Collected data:
━━━━━━━━━━━━━━━━
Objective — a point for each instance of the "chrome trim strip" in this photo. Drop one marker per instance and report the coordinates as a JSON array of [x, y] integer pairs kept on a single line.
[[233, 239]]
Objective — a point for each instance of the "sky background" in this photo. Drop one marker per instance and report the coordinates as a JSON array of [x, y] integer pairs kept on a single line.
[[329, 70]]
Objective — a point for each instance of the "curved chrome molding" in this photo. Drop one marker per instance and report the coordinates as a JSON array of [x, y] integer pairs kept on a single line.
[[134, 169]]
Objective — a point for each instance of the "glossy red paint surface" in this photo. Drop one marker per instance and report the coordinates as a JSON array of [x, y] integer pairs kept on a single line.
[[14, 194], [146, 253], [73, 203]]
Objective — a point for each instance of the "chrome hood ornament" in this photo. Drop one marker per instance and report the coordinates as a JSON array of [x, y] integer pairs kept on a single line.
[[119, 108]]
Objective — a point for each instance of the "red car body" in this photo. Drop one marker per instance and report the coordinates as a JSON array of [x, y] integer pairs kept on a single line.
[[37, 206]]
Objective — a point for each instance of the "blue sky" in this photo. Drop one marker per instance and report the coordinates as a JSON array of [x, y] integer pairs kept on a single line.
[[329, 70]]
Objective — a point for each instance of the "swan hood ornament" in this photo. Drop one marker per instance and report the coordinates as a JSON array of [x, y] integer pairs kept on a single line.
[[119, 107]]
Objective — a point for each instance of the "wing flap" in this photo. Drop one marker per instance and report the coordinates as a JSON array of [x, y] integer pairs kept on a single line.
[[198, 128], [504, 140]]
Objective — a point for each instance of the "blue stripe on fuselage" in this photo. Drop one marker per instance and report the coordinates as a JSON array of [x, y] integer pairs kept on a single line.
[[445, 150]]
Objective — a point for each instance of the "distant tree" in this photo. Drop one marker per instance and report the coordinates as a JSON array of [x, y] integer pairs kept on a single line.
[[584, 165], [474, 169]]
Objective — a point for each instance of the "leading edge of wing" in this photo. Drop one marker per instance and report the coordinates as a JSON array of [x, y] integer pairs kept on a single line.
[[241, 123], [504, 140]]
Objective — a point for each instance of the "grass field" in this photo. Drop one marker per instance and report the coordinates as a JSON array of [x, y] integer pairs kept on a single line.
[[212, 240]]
━━━━━━━━━━━━━━━━
- INSTRUCTIONS TO FOLLOW: Retype the whole listing above exactly.

- SOLUTION FOR THIS EXERCISE:
Objective — a point for each instance of the "chrome trim strip" in this photo. Drop one marker per instance and report the coordinates as a JSON array of [x, y] integer pairs kept on a single line.
[[233, 239]]
Objective — a point for each instance of the "sky background" in this photo. Drop one marker per instance and report the coordinates as a JSON array of [x, y] integer pairs kept on a single line.
[[329, 70]]
Objective — a point for each instance of the "curved chrome molding" in this photo. Drop one marker per instance and report the coordinates as a JSON array of [x, y] integer pairs kept on a single line.
[[134, 169]]
Objective — a point for each instance of the "glossy red paint surface" in this photo. Drop one marker per instance and report the coordinates as a JSON array of [x, y] integer pairs kept on a single line.
[[14, 194], [146, 253], [73, 203]]
Objective — a point for each instance of the "chrome hood ornament" in this photo. Drop one marker per instance and report the coordinates as a JSON array of [x, y] integer pairs kept on a single line.
[[119, 108]]
Objective — a point for each instance of the "red car body" in this photo. Drop one marker per instance and report the coordinates as a JSON array of [x, y] integer pairs kept on a single line.
[[37, 206]]
Objective — a point for each instance of the "blue sky" in this photo. Drop one marker per instance and report the coordinates as a JSON array of [x, y] integer pairs kept on a single line.
[[329, 70]]
Objective — a point for each instance of the "swan hood ornament" in this photo. Drop one marker per instance and report the coordinates as a JSON array of [x, y] integer pairs kept on a single line.
[[119, 107]]
Objective — a point for each instance of the "wing flap" in this photo. Drop one marker per instance and report the coordinates as a JSON array of [x, y] integer pairs kept on a single line.
[[198, 128], [504, 140]]
Objective — a point for each instance of the "blue stripe on fuselage" in this photo. Drop one marker per instance and report the coordinates as a JSON array of [x, y] integer pairs kept on a single line.
[[445, 150]]
Objective — a point for each instance of the "distant tree" in this photo. Drop one marker per instance and report the coordinates as a JSON array of [x, y] integer pairs kept on a single line.
[[584, 165], [474, 169]]
Objective — a point for each instance of the "leading edge of wing" in this photo. Drop one marker per instance and report the coordinates as a JSON array of [x, y] integer pairs kept on a single line.
[[241, 123], [504, 140]]
Objective — a point for each instance of the "grass field" in this photo. Drop one marker per instance and report the coordinates as a JSON array of [x, y] integer pairs kept on a single line.
[[212, 240]]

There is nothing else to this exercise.